» ASSIGNED TASK: In your copy, drop the images and return each record exactly as it stands.

» AVAILABLE RECORDS:
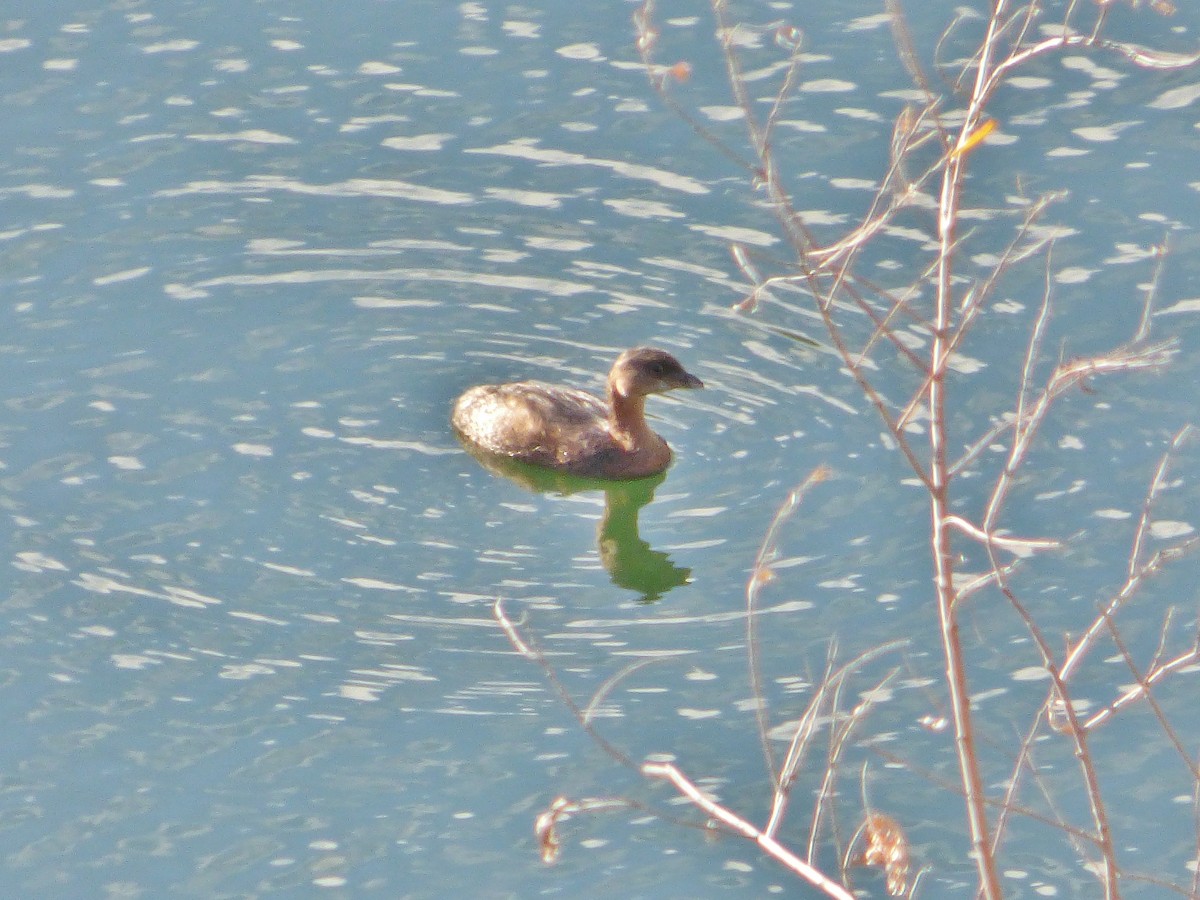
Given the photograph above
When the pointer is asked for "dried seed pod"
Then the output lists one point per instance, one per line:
(887, 849)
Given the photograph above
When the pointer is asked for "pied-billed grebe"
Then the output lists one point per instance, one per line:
(570, 430)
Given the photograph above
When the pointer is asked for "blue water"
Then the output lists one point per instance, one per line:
(251, 252)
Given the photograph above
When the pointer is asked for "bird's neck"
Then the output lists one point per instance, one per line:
(627, 419)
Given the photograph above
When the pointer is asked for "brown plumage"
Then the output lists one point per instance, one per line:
(570, 430)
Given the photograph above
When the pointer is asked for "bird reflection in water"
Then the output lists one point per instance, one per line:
(630, 562)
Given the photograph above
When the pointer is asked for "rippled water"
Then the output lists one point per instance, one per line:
(251, 252)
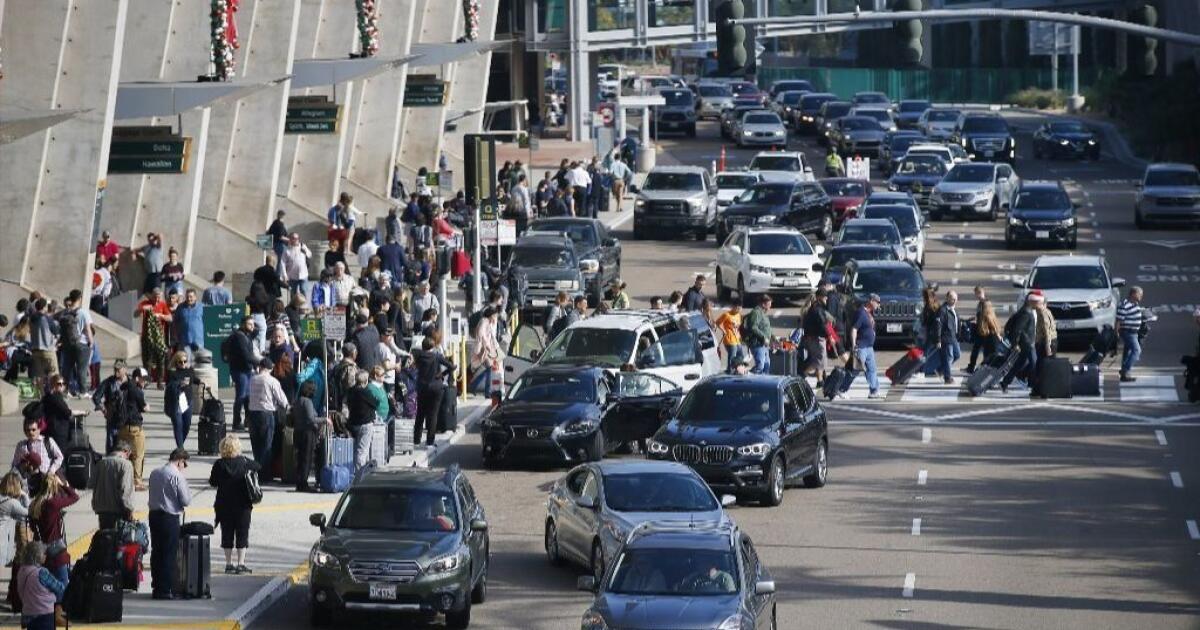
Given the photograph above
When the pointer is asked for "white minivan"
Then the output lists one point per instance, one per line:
(678, 347)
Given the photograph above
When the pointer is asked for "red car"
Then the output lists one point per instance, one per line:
(847, 195)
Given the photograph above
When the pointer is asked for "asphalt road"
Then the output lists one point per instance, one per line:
(1031, 514)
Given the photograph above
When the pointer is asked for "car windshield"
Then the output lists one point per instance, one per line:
(922, 165)
(1053, 199)
(775, 162)
(861, 123)
(658, 492)
(606, 347)
(540, 257)
(779, 245)
(677, 97)
(898, 281)
(1069, 277)
(714, 90)
(579, 233)
(736, 181)
(675, 573)
(396, 510)
(984, 125)
(942, 115)
(730, 402)
(879, 234)
(567, 388)
(841, 256)
(904, 217)
(767, 195)
(761, 119)
(673, 181)
(971, 173)
(844, 189)
(1173, 178)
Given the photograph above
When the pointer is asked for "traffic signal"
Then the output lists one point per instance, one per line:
(907, 34)
(1146, 16)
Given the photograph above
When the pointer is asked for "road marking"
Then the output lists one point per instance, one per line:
(910, 581)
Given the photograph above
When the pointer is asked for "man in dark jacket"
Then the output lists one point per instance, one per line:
(695, 294)
(238, 352)
(1021, 333)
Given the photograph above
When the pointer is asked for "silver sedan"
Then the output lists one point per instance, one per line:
(594, 507)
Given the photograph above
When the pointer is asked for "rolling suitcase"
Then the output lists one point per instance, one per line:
(1085, 379)
(903, 370)
(193, 568)
(1054, 378)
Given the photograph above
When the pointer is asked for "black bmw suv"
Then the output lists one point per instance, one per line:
(749, 436)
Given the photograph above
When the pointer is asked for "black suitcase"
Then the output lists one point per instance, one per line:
(209, 436)
(1085, 379)
(1054, 378)
(193, 569)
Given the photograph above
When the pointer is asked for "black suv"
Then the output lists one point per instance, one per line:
(592, 243)
(568, 413)
(985, 137)
(401, 540)
(683, 575)
(898, 285)
(1042, 211)
(748, 435)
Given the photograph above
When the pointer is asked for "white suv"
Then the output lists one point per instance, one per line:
(1079, 291)
(678, 347)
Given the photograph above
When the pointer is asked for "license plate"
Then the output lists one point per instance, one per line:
(383, 592)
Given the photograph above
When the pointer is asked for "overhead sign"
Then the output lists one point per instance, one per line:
(425, 90)
(311, 114)
(148, 150)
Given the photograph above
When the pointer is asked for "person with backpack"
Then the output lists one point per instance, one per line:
(233, 504)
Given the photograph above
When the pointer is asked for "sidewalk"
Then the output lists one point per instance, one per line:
(279, 529)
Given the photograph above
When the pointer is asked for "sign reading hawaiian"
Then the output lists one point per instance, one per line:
(311, 114)
(148, 150)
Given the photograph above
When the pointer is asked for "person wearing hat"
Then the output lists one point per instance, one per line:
(1021, 331)
(169, 497)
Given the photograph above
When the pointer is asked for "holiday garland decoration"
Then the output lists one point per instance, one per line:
(471, 15)
(369, 29)
(223, 31)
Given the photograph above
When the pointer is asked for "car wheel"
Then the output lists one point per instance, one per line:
(774, 493)
(551, 541)
(597, 562)
(479, 594)
(460, 619)
(820, 467)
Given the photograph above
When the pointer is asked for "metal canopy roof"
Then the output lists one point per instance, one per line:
(316, 72)
(168, 99)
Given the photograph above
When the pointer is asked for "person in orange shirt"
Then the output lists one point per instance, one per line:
(730, 324)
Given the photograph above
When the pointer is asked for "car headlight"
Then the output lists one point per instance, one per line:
(324, 559)
(444, 564)
(593, 621)
(755, 450)
(580, 426)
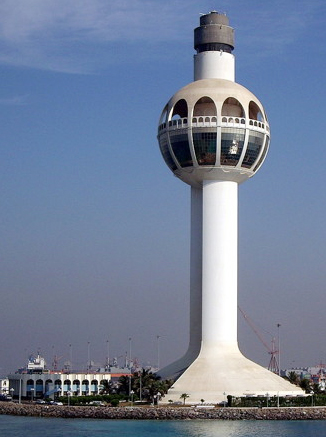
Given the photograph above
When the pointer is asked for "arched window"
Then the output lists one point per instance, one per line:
(180, 110)
(39, 387)
(94, 386)
(255, 143)
(205, 107)
(254, 112)
(232, 107)
(232, 141)
(163, 117)
(85, 387)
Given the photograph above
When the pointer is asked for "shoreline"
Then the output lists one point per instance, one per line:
(163, 413)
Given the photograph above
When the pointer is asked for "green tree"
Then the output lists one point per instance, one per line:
(184, 396)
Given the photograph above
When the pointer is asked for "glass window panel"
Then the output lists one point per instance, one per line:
(180, 147)
(232, 141)
(205, 147)
(166, 153)
(255, 142)
(263, 154)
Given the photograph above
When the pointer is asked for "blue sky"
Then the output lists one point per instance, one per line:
(95, 229)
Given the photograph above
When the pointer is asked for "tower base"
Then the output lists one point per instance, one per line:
(222, 370)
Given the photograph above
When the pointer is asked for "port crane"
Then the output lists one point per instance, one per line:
(273, 365)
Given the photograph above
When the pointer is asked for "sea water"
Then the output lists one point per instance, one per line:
(15, 426)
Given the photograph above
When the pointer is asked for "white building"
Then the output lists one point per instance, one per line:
(48, 384)
(4, 386)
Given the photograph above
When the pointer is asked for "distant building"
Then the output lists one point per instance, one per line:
(35, 381)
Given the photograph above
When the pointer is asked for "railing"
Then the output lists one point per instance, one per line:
(211, 121)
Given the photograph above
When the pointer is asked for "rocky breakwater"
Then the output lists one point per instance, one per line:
(163, 413)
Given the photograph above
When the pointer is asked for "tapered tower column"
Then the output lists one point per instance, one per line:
(214, 135)
(220, 254)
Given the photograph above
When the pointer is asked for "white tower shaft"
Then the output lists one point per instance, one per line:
(219, 284)
(214, 65)
(213, 366)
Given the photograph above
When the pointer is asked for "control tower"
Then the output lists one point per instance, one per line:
(214, 135)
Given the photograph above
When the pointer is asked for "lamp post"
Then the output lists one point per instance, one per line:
(267, 397)
(279, 348)
(68, 395)
(158, 352)
(132, 397)
(129, 367)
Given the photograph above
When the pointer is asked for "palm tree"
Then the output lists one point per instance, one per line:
(184, 396)
(293, 377)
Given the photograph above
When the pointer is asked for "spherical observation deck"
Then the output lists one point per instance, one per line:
(213, 129)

» WRITTEN SOLUTION:
Given the photograph above
When the pointer is asked for "dried seed pod"
Then the output lists one point per instance, one per line:
(887, 849)
Given the photograph above
When the pointer is asked for "pied-billed grebe"
Then the output lists one point per instance, one per line:
(570, 430)
Given the photograph above
When the pointer is asked for "blue water"
Then the output lists one point per instance, one per line:
(251, 252)
Given the photograph above
When the pointer is asked for "bird's neck"
Then the output lists one point per instance, one per line:
(627, 419)
Given the photograph above
When the pointer is asked for "brown plumage"
Then the output lists one point per instance, one per line:
(570, 430)
Given the photograph above
When the pointer is asked for "bird reflection in water"
Then the output lists one point per instance, one per line:
(630, 562)
Given the photograph above
When the pointer is asked for "rippled water"
Then the output lists one point per instance, one per line:
(251, 252)
Given the photograph above
When the pointer is asked for "white minivan"
Then the output lists one point per instance, one per line:
(678, 347)
Given the photograph above
When the pointer is asked for "red car"
Then the output lists one point per instance, one per line:
(847, 195)
Given the photograph above
When the pointer is asked for "asphalt road"
Then the output lists one point per instance, one per line:
(1031, 514)
Given the photograph above
When the pointer is asked for "car windshield"
Then the output lists one point per instance, one per line:
(922, 165)
(1053, 199)
(775, 162)
(861, 123)
(658, 492)
(606, 347)
(540, 257)
(779, 245)
(677, 97)
(898, 281)
(1069, 277)
(714, 90)
(579, 233)
(736, 181)
(675, 573)
(396, 510)
(984, 125)
(942, 115)
(730, 402)
(879, 234)
(567, 388)
(841, 256)
(904, 217)
(767, 195)
(761, 119)
(673, 181)
(971, 173)
(844, 189)
(1173, 178)
Given the photograph above
When the pointer is asked for "traffic signal"
Then the output lists one point per instance, one per line:
(907, 34)
(1146, 16)
Given the photograph above
When the pointer is asked for "road marking"
Then the output lists one point per instance, one per line:
(910, 581)
Given the photograph above
When the pointer is asked for "man in dark jacket"
Then the output lists one point per instance, one per line:
(695, 294)
(238, 352)
(1021, 333)
Given the photograph above
When the pointer is asked for "silver sedan"
Then the output lists one point per instance, one per line:
(594, 507)
Given the photograph above
When the pointer is asked for "rolling suitcase"
Then the output lists one point per instance, one per line:
(1085, 379)
(903, 370)
(193, 568)
(1054, 378)
Given the photograph above
When the pointer is asked for "black bmw suv"
Then the output lists one point per instance, one per line:
(749, 436)
Given the photograph above
When the pointer is asked for "black suitcase"
Then the output lists one point per instance, one per line:
(209, 436)
(1085, 379)
(1054, 378)
(193, 569)
Given the photograph above
When the pointer is asked for "black suv"
Then the output lists one point per instance, one per line:
(592, 243)
(568, 413)
(985, 137)
(401, 540)
(683, 575)
(898, 285)
(1042, 211)
(748, 435)
Given the photograph above
When the pointer is asked for "white suv"
Then the output lists one point per instance, one per line:
(1079, 291)
(678, 347)
Given the photograph above
When the pointer is asked for "license plate"
Then the output lists one point per instance, one per line:
(383, 592)
Given the photograph above
When the pointer is asked for "overhead sign"
Then the output lists one point per instance, one per line:
(425, 90)
(311, 114)
(148, 150)
Given the photograph above
When the pointer is asked for "person with backpack"
Then the output lists one point per instance, one per line:
(233, 504)
Given the photograph above
When the pointer is asked for "sidewalk"
Then the output lists one point per instance, one per line:
(279, 529)
Given the photograph above
When the pointer is asked for "sign reading hawaiian"
Then the output lists one point per instance, one per line:
(311, 114)
(148, 150)
Given the photograph above
When the pointer is asked for "person wearing hat"
Then the output lists one point per instance, one per line:
(1021, 331)
(169, 497)
Given the photograph above
When the pointer is asked for "holiday garland decoration"
Then the output lists one point per instance, one per line:
(471, 15)
(369, 29)
(223, 31)
Given the photograph above
When the pointer is asked for "car wheel"
Then the output lists one point per instance, one per line:
(774, 493)
(551, 541)
(597, 562)
(479, 594)
(460, 619)
(820, 467)
Given the photograph above
When the pointer is asked for "metal canopy roof"
Then the output lists one point per instance, one per line:
(316, 72)
(168, 99)
Given the photograph above
When the pointer is asked for "person in orange shirt"
Then the output lists one point per instance, one per line:
(730, 324)
Given the photograph above
When the pointer is asked for "car headlight"
Then the output lists one point per instance, one per line:
(324, 559)
(444, 564)
(593, 621)
(755, 450)
(580, 426)
Given the photograph above
When the pointer is asked for "arched window"
Then the output lists one point per instance, one per line:
(180, 110)
(39, 387)
(94, 386)
(255, 143)
(205, 107)
(254, 112)
(232, 107)
(232, 141)
(163, 117)
(85, 387)
Given the photograph above
When the pointer is asked for "shoreline"
Then the output lists one point per instance, one per line:
(163, 413)
Given the photograph above
When the pointer is asked for "green tree"
Then the output lists one point per instance, one per line:
(184, 396)
Given the photograph above
When the pointer is asked for "glass window panel"
Then the output lists one point per instance, one per line:
(180, 147)
(232, 141)
(205, 147)
(166, 153)
(255, 142)
(263, 154)
Given the photograph above
When the pointer is asked for "blue sky"
Then the output lists one point per instance, one per line:
(95, 229)
Given the photograph above
When the pointer is asked for "tower base"
Then the output lists one point per instance, one per line:
(222, 370)
Given the photograph above
When the pointer is asked for "port crane"
Then the output lists one point per instance, one per line:
(273, 365)
Given the photograph above
When the pointer is asked for "sea water"
Then the output lists one point per instance, one per line:
(15, 426)
Given the photograph above
When the pointer is asked for "white building"
Then the output lists one point per instance, one per line:
(48, 384)
(4, 386)
Given the photograph above
When the pointer is asked for "distant building"
Then the output lists one point per instance, one per line:
(35, 381)
Given the photograph above
When the pointer is asked for "railing"
Then the output lists one point per instance, one per line:
(211, 121)
Given the photograph above
When the pointer is asked for "rocky breakwater"
Then the output lists one point per instance, one per line:
(163, 413)
Given the photograph above
When the pointer is asked for "tapered tower column"
Then the output lists one point per instance, one per line:
(214, 135)
(220, 254)
Given the photograph above
When the pointer is asked for "white tower shaft"
Then the output lists one point per instance, one per line:
(219, 284)
(214, 65)
(213, 366)
Given the photograph above
When the pointer is asked for "control tower"
Then the output lists one point per instance, one per line:
(214, 135)
Given the photograph above
When the pointer is asked for "lamp post"
Then the output lists one point per instance, one per line:
(267, 397)
(279, 348)
(68, 395)
(158, 352)
(132, 397)
(129, 367)
Given the photograph above
When the pointer is asked for "palm tree"
Then the output lists one point per instance, one per line:
(184, 396)
(293, 377)
Given the photograph above
When the pointer is asked for "spherical observation deck"
Then the output lists one point per instance, one per line:
(213, 129)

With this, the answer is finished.